§ WHAT TO WORK ON:
Return the records that follow unaltered. Omit every picture.

Excerpts from point annotation data
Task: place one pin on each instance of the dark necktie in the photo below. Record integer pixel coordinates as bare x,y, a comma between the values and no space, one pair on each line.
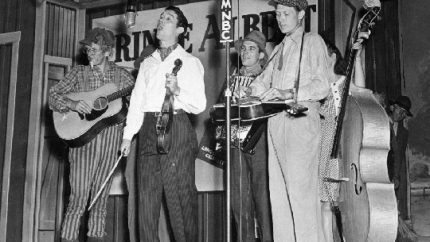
281,57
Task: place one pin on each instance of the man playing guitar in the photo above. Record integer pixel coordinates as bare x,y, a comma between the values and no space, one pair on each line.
90,163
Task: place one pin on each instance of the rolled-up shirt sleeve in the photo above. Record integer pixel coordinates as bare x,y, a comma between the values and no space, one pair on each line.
135,113
57,99
318,86
192,95
263,81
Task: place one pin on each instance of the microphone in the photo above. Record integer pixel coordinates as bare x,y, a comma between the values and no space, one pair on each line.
130,16
371,4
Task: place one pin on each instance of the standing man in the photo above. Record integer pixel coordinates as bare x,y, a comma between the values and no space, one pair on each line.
297,68
250,191
91,163
168,176
397,167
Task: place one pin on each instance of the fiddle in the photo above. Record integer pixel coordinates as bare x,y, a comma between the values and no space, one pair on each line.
165,117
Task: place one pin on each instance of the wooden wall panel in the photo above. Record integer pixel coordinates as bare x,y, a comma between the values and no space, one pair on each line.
60,31
19,16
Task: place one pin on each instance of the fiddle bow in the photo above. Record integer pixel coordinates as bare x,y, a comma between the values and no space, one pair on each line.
165,117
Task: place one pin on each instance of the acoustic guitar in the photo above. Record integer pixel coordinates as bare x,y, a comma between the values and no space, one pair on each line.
108,109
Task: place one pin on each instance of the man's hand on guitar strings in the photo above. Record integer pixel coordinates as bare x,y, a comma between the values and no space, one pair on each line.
358,43
125,147
80,106
242,92
172,84
275,93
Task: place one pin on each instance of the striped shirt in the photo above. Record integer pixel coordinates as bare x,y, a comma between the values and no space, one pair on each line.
75,81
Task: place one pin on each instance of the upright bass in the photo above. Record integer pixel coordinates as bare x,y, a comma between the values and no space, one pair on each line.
362,142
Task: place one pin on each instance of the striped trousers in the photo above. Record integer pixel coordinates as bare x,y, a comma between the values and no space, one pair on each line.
171,175
89,167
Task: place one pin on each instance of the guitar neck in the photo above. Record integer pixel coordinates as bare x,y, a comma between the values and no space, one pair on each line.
120,93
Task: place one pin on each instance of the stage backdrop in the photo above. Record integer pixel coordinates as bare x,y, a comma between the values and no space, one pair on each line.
203,42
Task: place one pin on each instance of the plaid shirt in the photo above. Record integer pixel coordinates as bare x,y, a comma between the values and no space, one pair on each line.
74,81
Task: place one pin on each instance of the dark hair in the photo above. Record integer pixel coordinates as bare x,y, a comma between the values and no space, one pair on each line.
340,65
182,20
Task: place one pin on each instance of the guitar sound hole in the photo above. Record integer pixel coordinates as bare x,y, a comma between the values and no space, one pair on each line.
100,103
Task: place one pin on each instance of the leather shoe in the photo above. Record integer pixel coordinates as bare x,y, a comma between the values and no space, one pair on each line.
95,239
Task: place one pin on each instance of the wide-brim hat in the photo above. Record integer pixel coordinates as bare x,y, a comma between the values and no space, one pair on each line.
403,102
300,4
98,34
256,37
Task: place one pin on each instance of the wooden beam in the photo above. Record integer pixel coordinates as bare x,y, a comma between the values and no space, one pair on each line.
88,4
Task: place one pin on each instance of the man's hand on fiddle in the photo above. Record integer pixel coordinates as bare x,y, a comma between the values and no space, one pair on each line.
358,44
79,106
242,92
172,84
125,147
275,93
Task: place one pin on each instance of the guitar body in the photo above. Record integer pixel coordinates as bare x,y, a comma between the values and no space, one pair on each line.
368,200
254,110
77,130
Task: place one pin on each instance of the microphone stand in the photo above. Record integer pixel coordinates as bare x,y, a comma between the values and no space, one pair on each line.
228,94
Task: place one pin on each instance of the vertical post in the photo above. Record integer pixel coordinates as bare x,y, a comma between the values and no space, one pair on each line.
226,38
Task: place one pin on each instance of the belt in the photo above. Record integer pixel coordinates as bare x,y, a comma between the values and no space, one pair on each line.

§ OUTPUT OF THE TASK:
Task: place one pin on each instance of the dark necktie in the photo below. Record integer pixel coordinates as bare x,y, a comma between the values and no space, one pair on each line.
281,57
Task: place one pin on each instance of the man playing guitar in the photo above. Record integer pixel coordinates as bare x,y, a comma between the values and no space, one pair on each line.
90,163
Task: place one pin on each instance of the rolled-up shirt sleeve in the photo above. Record integer pixel coordinates as bare x,y, a comma between the values and no space, one pair on each line.
135,113
57,99
318,86
192,95
263,81
Task: place one pin on each instance of the microphone in the photo above. Record integer pixel coordinates as bare x,y, a comma between the values and no space, one pair on each line.
130,16
371,4
Task: place one pin on each instance of the standing man in the photo above. Record integer pixel coordinates as bare x,y, a comma between the values and no space, one pair on each line.
297,68
250,191
91,163
168,176
397,167
Task: place one pin on each instance of the fiddle in the photo above. Record integer pixel coordinates as bare x,y, a comma between the values and no space, one pair on each line.
165,117
Task: place one pin on each instance of the wooden wall panel in the photo above. Record integer pixel coordinates as bare x,y, a comma between the values and no space, one pair on each line.
60,31
19,16
Task: place one pin on each instance of the fiddle bow in the photo above. Record integer pixel coordinates as bare x,y, a comma between the values and no space, one pair on each line.
165,117
Task: place one pin on each instance of the acoustic guitar in the photo above. Record integer pixel coordinates as bare x,y, a comma between the values and no space, one pair on each line.
108,109
Task: place one pin on each instance of the man's hand on guitar strings in the photo above. Record integer pixel coordinates as bare x,y, a comma between the values and no space, one pair on each line.
358,43
125,147
80,106
242,92
172,84
275,93
Task: place one pin on each instance of the striped shirt in the photo above. Record integer pixel coordinates as bare x,y, a comma between the values and no space, one pair on each line.
75,81
Task: place one pin on each instance of the upright bass in the photo above. Record integer pixel coordinates as bare x,y, a comma between the values and no space, one pair on each line.
362,142
Task: place one pin on each instance of the striped trousers in the photo above. Record integer pixel coordinates as bare x,y, a comma between the values and no space, one pair on each line.
171,175
89,167
Task: place one pin on each instance of the guitar neck in the photo above. Record integer pixel coordinates as bare x,y, a comma between the values and no space, one pair on each line.
120,93
Task: place one pin on each instance of the stage backdrop in the photo above. Record integer pixel coordinates as bare x,y, a comma between the values and no space, one pair on each line.
203,42
Task: place one pin on each instance of the plaid shirt in the photo above. Record integer pixel coordinates as bare x,y, a comma between the values and no space, one pair on each line.
74,81
Task: place one pin on each instance of the dark hair in the photo above. Record integer pixel coordinates as bare x,y, a comma between the values and no space, one pair on each line.
340,65
182,20
Task: place one pin on each instance of the guitar sound hole in the photo above. Record integer pixel coordinates as bare x,y, a comma between the values and no space, one pair on each line.
100,103
Task: place one pin on each instance of the leather shoe in the photo above. Record integer pixel coordinates as bare x,y, a comma between the values and no space, one pair on each line.
95,239
Task: place one pin on each instance of the wide-brim hat in the photo above. Record integer pixel coordinates as bare x,y, a comma between the values and no space, one pair on each line.
403,102
300,4
98,34
256,37
Task: place one pin on each instance of the wooden beam in the photo above. Record integer pixel coordinates as bare x,y, a comma between the values and no space, one pair on each line.
88,4
Task: place one pin on each instance of the man's hand on fiddle in the photo above. Record integer pixel coordinates as bare x,y, a comma between the values and no space, one pair on each line.
358,44
79,106
242,92
172,84
125,147
275,93
Task: place one pin on each instance of the guitar body in the photo above. Record integer pixel coordinates as bare x,y, a comma between the values and no space, one pair on each line.
368,200
254,110
77,130
Task: place one pin on each instance of the microphone stand in the photo above. Record integer pixel coordinates as bare x,y, a comma between the values and no space, one pair on each line.
228,94
Task: place one pin on each instance of the vertical post in the photo above. Record integer pixel coordinates as bare x,y, a comma between the values and no space, one pair on each line.
226,38
Task: place one pin on each instance of the belt in the photo above. Record integer pixel coordinates as bare x,y, a comma between the values and no space, one pair on each line.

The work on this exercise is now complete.